* [Challenge] In the data below, reproduce only the lines from the one containing "Every instance of the combat" through the one containing "[[355, 303], [407, 293], [364, 301], [379, 300]]", inclusive, swapping "combat boot" for "military boot" and leaving everything else as it is.

* [Dataset records on object locations]
## begin

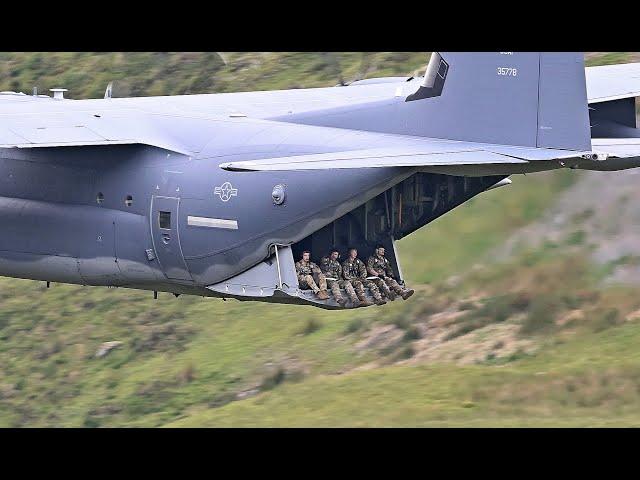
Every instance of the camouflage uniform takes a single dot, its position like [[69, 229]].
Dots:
[[377, 264], [332, 269], [355, 273], [306, 272]]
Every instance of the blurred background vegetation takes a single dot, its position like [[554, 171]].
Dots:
[[526, 311]]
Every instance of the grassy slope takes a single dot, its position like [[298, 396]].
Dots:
[[183, 359]]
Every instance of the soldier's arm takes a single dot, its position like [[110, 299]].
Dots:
[[363, 270], [345, 273], [388, 271], [370, 269], [324, 265]]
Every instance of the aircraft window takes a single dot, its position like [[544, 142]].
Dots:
[[164, 219]]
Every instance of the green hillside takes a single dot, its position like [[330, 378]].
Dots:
[[536, 337]]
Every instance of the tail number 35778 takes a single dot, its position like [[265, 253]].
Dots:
[[508, 71]]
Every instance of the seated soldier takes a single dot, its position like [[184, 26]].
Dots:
[[332, 270], [354, 273], [379, 266], [306, 271]]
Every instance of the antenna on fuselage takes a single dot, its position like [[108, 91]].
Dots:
[[58, 93]]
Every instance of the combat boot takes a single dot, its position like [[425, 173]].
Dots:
[[355, 303], [407, 293], [364, 301], [379, 300]]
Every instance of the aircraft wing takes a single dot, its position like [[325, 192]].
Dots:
[[436, 153], [613, 82]]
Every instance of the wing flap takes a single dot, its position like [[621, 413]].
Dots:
[[375, 158], [613, 82]]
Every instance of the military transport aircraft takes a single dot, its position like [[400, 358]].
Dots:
[[216, 195]]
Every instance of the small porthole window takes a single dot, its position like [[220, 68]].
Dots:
[[164, 219]]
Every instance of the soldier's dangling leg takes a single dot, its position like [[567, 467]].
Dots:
[[384, 288], [306, 281], [399, 289], [358, 286], [375, 292], [393, 285], [335, 289], [348, 288], [320, 280]]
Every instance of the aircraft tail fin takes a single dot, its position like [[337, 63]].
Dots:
[[533, 99]]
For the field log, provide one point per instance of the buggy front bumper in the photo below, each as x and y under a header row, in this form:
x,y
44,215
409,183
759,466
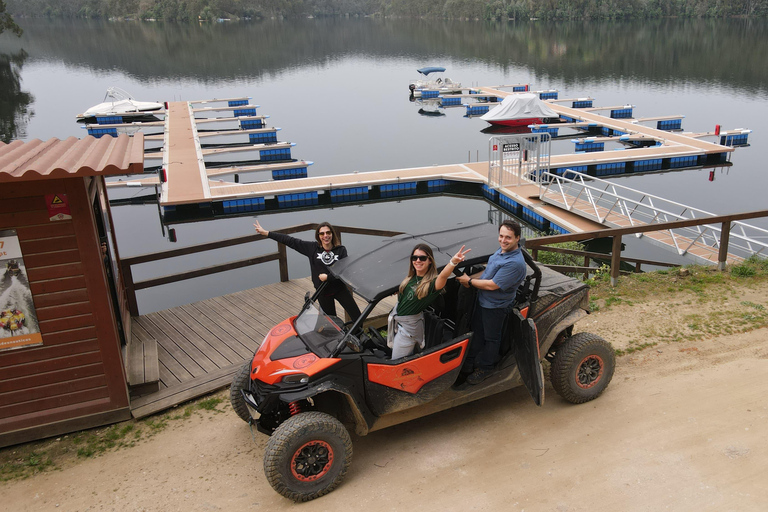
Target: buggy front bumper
x,y
252,404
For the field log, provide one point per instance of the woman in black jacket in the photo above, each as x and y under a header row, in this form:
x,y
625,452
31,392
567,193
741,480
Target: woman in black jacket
x,y
322,253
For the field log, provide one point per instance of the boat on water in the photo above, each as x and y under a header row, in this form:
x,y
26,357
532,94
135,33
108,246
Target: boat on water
x,y
437,86
118,102
520,110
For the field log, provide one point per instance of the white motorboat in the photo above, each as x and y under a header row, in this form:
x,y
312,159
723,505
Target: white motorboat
x,y
118,102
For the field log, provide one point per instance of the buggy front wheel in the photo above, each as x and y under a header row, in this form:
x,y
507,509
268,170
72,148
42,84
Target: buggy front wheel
x,y
307,456
582,368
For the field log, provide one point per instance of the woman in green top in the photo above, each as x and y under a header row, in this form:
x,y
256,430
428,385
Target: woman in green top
x,y
417,291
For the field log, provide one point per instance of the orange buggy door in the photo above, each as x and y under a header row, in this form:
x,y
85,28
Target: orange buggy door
x,y
525,343
392,386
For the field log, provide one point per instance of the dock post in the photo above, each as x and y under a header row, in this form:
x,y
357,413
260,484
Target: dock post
x,y
283,261
130,291
615,260
722,255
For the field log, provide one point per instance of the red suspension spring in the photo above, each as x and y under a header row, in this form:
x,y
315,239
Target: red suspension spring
x,y
294,408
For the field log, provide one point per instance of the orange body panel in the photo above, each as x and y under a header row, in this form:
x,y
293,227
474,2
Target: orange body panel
x,y
272,372
412,375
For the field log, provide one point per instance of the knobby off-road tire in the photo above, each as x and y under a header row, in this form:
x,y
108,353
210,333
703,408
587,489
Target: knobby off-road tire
x,y
240,382
583,367
307,456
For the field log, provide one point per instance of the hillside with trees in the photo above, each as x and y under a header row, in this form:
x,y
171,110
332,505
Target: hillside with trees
x,y
210,10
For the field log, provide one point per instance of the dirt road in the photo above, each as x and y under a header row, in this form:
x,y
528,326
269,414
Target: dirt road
x,y
681,427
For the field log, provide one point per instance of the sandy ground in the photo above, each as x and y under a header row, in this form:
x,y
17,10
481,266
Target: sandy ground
x,y
683,426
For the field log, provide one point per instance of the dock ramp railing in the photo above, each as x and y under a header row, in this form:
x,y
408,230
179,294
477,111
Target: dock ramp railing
x,y
619,206
517,159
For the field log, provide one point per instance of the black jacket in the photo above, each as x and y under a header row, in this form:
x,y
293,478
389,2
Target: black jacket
x,y
319,258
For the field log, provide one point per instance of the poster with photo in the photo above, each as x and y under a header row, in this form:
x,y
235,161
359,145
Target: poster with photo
x,y
18,320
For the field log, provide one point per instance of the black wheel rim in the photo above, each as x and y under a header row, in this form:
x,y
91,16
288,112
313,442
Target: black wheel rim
x,y
312,461
589,371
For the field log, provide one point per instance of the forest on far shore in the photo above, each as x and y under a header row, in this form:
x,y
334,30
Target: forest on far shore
x,y
211,10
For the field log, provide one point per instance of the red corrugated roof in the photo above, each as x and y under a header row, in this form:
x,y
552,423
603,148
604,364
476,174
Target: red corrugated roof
x,y
54,158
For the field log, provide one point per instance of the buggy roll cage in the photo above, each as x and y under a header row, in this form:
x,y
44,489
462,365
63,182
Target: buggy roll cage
x,y
528,294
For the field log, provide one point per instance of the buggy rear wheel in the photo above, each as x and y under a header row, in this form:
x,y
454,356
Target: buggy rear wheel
x,y
583,367
307,456
240,382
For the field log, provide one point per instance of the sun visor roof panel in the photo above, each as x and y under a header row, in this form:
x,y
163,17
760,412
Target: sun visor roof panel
x,y
378,273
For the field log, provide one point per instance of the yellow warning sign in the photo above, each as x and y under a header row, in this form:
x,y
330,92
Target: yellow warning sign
x,y
58,208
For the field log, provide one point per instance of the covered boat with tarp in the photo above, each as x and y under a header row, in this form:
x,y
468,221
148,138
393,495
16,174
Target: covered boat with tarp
x,y
521,110
118,102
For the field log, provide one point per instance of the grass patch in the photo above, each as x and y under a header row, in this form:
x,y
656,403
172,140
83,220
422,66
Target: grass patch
x,y
22,461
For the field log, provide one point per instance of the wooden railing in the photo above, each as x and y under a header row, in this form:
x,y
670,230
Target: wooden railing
x,y
616,233
534,245
588,256
281,256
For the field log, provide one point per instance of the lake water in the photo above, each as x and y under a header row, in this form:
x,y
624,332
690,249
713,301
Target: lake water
x,y
338,89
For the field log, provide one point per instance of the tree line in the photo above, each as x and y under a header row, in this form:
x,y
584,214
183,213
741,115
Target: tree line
x,y
210,10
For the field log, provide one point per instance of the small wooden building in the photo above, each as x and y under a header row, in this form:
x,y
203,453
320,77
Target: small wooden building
x,y
63,316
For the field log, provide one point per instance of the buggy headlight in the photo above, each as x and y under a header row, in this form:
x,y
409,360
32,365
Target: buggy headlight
x,y
296,378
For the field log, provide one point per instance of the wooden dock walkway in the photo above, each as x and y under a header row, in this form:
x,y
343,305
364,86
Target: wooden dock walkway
x,y
198,347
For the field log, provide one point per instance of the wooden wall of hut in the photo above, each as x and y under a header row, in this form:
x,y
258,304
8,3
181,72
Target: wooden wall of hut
x,y
76,378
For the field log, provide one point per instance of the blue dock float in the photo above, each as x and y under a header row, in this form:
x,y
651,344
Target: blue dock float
x,y
669,124
269,155
653,164
610,168
301,199
622,113
450,102
680,162
245,112
342,195
551,130
398,189
476,110
100,132
262,138
287,174
437,185
510,205
739,139
534,219
249,124
588,146
244,205
109,120
490,193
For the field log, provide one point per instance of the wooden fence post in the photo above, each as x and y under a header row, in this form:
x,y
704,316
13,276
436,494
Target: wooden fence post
x,y
722,255
283,260
130,291
615,260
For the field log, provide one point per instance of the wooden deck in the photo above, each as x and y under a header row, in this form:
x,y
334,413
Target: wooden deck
x,y
198,347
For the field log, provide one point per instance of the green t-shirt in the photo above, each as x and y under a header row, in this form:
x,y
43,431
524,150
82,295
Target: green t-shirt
x,y
409,304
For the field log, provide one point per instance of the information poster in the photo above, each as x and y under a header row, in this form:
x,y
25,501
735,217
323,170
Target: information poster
x,y
18,321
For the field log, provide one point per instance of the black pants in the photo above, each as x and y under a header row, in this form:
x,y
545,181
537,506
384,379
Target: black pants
x,y
344,296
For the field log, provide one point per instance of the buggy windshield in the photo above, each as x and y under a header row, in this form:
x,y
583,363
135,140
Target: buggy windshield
x,y
317,330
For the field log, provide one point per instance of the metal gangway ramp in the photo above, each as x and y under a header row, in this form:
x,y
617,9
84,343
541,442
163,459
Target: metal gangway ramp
x,y
618,206
514,157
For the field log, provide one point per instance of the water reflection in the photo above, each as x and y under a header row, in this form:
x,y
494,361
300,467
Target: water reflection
x,y
657,51
15,104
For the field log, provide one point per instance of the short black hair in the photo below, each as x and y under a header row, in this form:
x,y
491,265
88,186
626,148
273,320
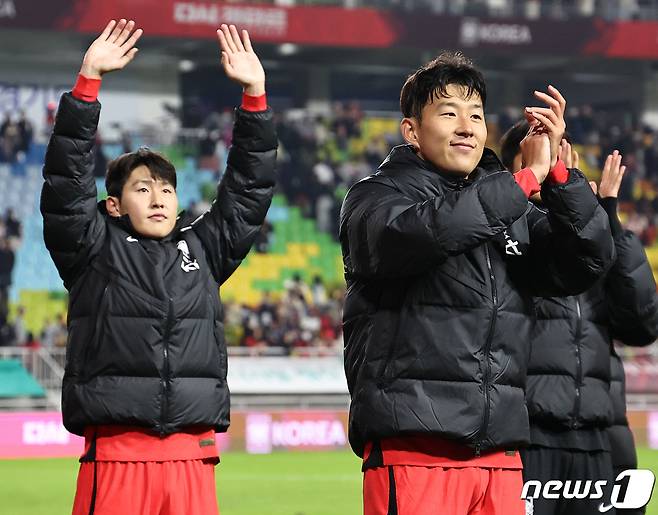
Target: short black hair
x,y
510,143
431,81
119,169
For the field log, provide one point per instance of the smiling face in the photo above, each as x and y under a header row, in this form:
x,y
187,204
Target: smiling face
x,y
150,203
451,132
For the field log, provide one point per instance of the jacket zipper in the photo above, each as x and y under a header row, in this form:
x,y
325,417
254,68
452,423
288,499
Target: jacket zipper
x,y
487,348
579,363
166,379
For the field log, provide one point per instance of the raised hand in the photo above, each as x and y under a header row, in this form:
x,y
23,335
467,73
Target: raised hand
x,y
536,153
112,50
550,119
240,62
568,155
612,175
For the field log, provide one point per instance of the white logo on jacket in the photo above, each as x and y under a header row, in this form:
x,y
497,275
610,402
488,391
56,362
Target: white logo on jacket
x,y
187,264
511,245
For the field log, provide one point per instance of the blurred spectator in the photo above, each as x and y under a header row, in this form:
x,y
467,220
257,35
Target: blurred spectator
x,y
26,133
7,259
9,140
20,331
13,227
263,238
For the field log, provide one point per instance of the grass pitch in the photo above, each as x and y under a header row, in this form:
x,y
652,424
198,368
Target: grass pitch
x,y
293,483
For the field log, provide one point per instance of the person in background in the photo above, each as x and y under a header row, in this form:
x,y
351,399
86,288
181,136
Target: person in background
x,y
571,399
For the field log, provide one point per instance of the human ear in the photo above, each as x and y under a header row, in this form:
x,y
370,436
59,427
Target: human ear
x,y
408,128
113,206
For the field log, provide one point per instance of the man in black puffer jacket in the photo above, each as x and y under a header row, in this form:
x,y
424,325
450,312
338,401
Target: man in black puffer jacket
x,y
442,253
569,378
145,378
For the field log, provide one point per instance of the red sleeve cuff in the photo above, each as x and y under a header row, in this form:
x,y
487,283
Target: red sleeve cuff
x,y
250,103
559,174
527,182
86,89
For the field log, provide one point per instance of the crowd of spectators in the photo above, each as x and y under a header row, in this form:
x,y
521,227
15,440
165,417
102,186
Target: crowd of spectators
x,y
321,156
303,316
16,135
11,236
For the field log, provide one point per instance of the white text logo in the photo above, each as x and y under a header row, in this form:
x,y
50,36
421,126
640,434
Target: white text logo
x,y
632,490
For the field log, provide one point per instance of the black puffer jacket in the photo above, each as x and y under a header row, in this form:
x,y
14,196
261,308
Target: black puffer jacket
x,y
438,310
569,371
146,340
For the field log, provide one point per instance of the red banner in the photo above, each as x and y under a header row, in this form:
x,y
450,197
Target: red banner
x,y
336,26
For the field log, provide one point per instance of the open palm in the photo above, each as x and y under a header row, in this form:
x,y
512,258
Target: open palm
x,y
112,50
239,60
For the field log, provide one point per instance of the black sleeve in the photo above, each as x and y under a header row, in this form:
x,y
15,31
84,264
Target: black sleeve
x,y
631,294
73,228
385,233
244,193
571,245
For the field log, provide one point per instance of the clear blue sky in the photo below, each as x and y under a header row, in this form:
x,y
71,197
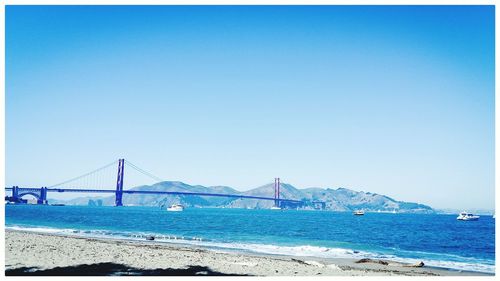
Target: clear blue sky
x,y
392,100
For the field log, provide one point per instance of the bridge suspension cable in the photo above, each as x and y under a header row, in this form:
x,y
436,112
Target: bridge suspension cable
x,y
148,174
86,175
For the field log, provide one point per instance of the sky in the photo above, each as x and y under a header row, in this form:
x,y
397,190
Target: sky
x,y
395,100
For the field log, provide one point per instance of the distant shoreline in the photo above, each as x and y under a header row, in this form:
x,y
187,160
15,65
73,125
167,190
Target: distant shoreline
x,y
52,254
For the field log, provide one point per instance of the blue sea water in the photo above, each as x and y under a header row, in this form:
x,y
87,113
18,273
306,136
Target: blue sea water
x,y
438,240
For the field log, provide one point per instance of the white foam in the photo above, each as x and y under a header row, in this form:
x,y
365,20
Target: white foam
x,y
302,250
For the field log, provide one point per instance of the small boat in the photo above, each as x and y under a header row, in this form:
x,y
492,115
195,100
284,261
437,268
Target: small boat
x,y
175,208
464,216
359,212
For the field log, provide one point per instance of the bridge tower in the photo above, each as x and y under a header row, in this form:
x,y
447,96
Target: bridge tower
x,y
15,194
276,192
43,196
119,183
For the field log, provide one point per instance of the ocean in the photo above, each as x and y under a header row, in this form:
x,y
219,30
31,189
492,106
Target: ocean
x,y
437,240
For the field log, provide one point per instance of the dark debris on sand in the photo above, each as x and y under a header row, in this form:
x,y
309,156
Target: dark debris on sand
x,y
113,269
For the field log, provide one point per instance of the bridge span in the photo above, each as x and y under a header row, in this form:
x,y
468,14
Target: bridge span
x,y
41,193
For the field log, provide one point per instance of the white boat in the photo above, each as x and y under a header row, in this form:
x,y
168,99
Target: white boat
x,y
175,208
464,216
359,212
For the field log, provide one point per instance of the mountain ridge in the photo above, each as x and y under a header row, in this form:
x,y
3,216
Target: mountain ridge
x,y
340,199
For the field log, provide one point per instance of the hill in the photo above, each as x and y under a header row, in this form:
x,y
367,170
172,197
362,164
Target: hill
x,y
340,199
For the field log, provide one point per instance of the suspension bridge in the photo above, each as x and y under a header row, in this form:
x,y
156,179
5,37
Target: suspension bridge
x,y
93,182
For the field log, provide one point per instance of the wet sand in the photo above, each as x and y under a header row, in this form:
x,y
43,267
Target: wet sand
x,y
28,253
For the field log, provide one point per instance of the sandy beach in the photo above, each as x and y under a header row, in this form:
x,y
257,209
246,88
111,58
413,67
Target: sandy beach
x,y
29,253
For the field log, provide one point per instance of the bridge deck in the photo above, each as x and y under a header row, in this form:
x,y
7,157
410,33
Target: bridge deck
x,y
76,190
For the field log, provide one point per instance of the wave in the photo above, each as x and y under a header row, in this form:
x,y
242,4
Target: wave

## end

* [Exercise response]
Every instance of the military boot takes a single dot, its position like [[425, 173]].
Dots:
[[355, 303], [407, 293], [364, 301], [379, 300]]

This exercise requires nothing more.